So oder so ähnlich lässt sich der Wunsch nach einem neuen Banner für unseren Stamm in einem Satz zusammenfassen, der den angeblich regelmäßigen Schlussworten des Senators aus der mittleren römischen Republik, Cato der Älteren, entlehnt ist. Wir brauchen ein neues Banner, ein richtiges Banner. Keine dünne Polyesterfahne mit unserem Stammeslogo drauf, die wie eine schäbige Fußballfahne wirkt. Wie kamen Generationen vor uns überhaupt auf die Idee, so einen Lumpen als Banner zu deklarieren? Wir erkundigen uns bei Älteren aus dem Stamm und es stellt sich heraus, dass dieser Druck quasi auf eine Aktion eines Einzelnen zurückzuführen ist, die schon zeitgenössisch sehr stark kritisiert wurde. Nun gut, dennoch ist keiner damit zufrieden: Wir brauchen ein neues Banner.
Wie kamen Generationen vor uns überhaupt auf die Idee, so einen Lumpen als Banner zu deklarieren?

+++

[ARBEITSANWEISUNG]
Mit welchen Substantiven außer „Banner“ bezeichnet der Text über den Wunsch nach einem neuen Stammesbanner die bisherige Fahne oder vergleicht sie mit etwas?

[GEZEIGTES MATERIAL]
+++

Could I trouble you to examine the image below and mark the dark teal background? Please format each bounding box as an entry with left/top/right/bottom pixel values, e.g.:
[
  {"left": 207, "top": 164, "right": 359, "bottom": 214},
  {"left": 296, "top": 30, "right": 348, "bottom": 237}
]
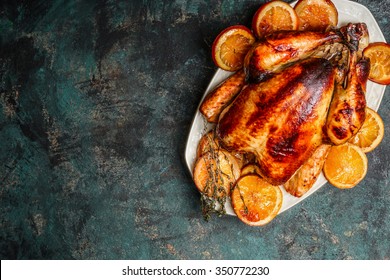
[{"left": 0, "top": 0, "right": 390, "bottom": 259}]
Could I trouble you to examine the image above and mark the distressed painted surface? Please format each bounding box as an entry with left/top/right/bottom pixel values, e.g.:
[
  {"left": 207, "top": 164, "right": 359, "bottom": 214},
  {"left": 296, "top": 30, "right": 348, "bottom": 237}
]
[{"left": 0, "top": 0, "right": 390, "bottom": 259}]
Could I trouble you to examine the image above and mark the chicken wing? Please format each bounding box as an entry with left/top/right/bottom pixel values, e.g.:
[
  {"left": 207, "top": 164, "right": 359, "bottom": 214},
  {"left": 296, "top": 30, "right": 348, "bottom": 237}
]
[
  {"left": 244, "top": 31, "right": 343, "bottom": 82},
  {"left": 326, "top": 24, "right": 370, "bottom": 145}
]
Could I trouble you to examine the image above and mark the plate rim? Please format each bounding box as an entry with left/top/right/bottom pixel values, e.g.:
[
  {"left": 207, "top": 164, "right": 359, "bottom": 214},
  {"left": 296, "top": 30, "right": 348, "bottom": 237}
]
[{"left": 184, "top": 0, "right": 386, "bottom": 216}]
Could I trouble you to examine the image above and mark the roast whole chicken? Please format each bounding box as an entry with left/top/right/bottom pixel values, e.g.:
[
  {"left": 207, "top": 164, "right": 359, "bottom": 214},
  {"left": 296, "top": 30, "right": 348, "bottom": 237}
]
[{"left": 201, "top": 23, "right": 369, "bottom": 196}]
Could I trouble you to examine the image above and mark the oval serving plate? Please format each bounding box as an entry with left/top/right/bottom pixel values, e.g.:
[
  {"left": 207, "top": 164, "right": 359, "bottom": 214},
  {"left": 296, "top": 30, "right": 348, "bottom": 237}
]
[{"left": 185, "top": 0, "right": 386, "bottom": 215}]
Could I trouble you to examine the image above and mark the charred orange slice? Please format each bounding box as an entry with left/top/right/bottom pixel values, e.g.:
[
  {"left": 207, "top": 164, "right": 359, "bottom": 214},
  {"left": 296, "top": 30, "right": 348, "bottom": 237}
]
[
  {"left": 252, "top": 0, "right": 298, "bottom": 38},
  {"left": 294, "top": 0, "right": 338, "bottom": 31},
  {"left": 363, "top": 42, "right": 390, "bottom": 85},
  {"left": 349, "top": 107, "right": 385, "bottom": 153},
  {"left": 241, "top": 163, "right": 261, "bottom": 176},
  {"left": 323, "top": 143, "right": 367, "bottom": 189},
  {"left": 212, "top": 25, "right": 255, "bottom": 71},
  {"left": 231, "top": 175, "right": 283, "bottom": 226},
  {"left": 196, "top": 130, "right": 219, "bottom": 158},
  {"left": 193, "top": 150, "right": 240, "bottom": 198}
]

+++

[ERLEDIGTE AUFGABE]
Polyesterfahne, Fußballfahne, Lumpen, Druck